-- MATERIAL FOR THIS EXERCISE follows --

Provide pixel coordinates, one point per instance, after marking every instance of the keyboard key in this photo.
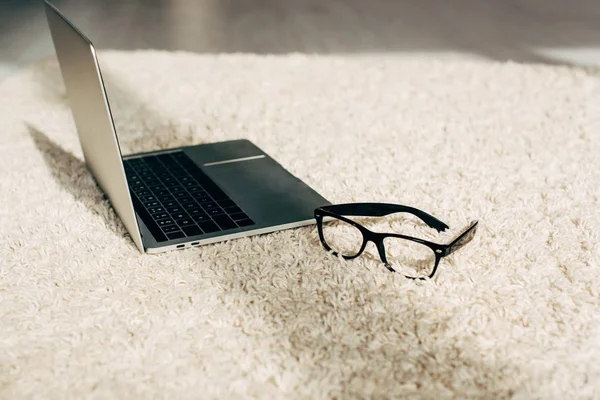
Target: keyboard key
(204, 199)
(224, 222)
(196, 190)
(215, 211)
(161, 216)
(192, 230)
(145, 199)
(233, 210)
(196, 211)
(170, 204)
(185, 222)
(238, 216)
(209, 205)
(156, 210)
(175, 235)
(201, 218)
(190, 206)
(143, 192)
(179, 215)
(165, 199)
(165, 222)
(245, 222)
(162, 192)
(209, 227)
(226, 203)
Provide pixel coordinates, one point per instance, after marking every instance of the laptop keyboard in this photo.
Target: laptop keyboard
(175, 199)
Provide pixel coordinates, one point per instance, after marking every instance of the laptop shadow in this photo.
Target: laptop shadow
(69, 171)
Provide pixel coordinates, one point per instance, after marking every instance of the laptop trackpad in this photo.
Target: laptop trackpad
(267, 192)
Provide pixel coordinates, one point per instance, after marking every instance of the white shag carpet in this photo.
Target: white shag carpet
(513, 314)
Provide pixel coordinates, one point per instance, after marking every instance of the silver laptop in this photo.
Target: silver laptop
(180, 197)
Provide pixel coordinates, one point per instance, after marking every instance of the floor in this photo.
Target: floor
(546, 31)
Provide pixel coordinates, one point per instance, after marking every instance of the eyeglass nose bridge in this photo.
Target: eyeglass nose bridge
(378, 242)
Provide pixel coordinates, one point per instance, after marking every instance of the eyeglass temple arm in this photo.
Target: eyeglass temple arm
(462, 238)
(383, 209)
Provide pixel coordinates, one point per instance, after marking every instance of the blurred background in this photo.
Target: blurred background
(539, 31)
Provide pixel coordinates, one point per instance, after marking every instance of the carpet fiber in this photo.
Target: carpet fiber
(513, 314)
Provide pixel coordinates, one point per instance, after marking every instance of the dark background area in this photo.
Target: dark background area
(546, 31)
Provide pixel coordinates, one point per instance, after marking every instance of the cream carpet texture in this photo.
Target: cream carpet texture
(515, 314)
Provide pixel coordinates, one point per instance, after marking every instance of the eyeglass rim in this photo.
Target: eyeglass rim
(440, 250)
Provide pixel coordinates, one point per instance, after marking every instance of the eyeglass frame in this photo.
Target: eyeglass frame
(440, 250)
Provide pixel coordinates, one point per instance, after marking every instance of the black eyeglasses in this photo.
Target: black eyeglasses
(413, 257)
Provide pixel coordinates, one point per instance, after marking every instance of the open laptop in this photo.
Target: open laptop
(180, 197)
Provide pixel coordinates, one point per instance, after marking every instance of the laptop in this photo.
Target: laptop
(180, 197)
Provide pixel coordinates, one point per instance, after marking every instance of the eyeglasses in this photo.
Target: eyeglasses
(413, 257)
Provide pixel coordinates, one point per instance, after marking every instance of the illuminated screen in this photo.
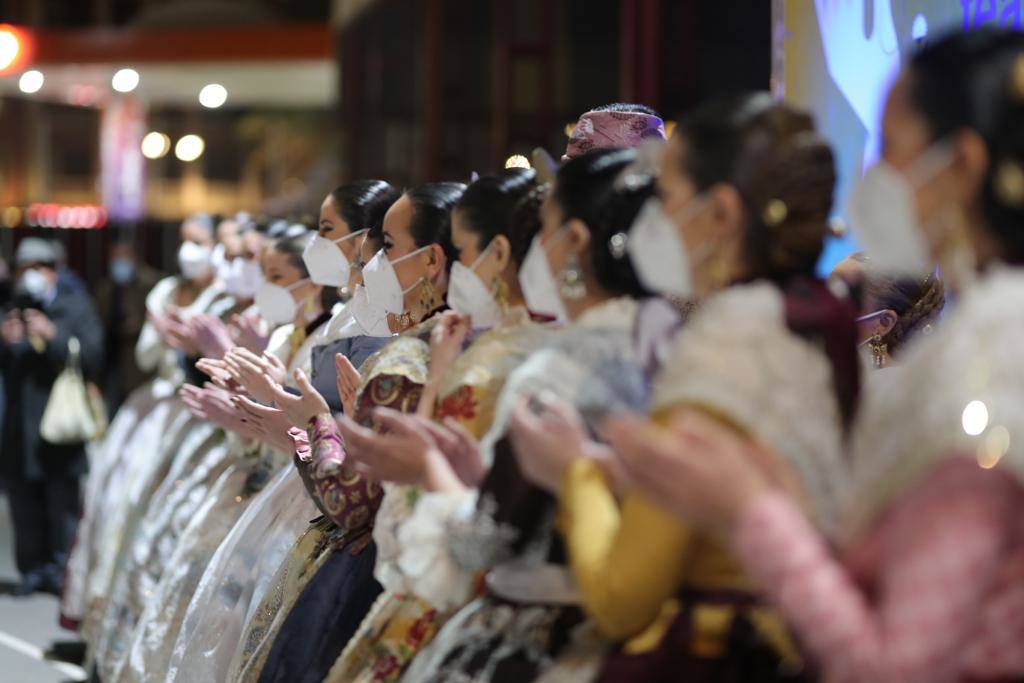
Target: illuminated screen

-- MATERIAL FOR THIS EXERCISE concluded --

[TASK GOAL]
Give only a number, the count of lines above that include the string "screen".

[EXPECTED ANSWER]
2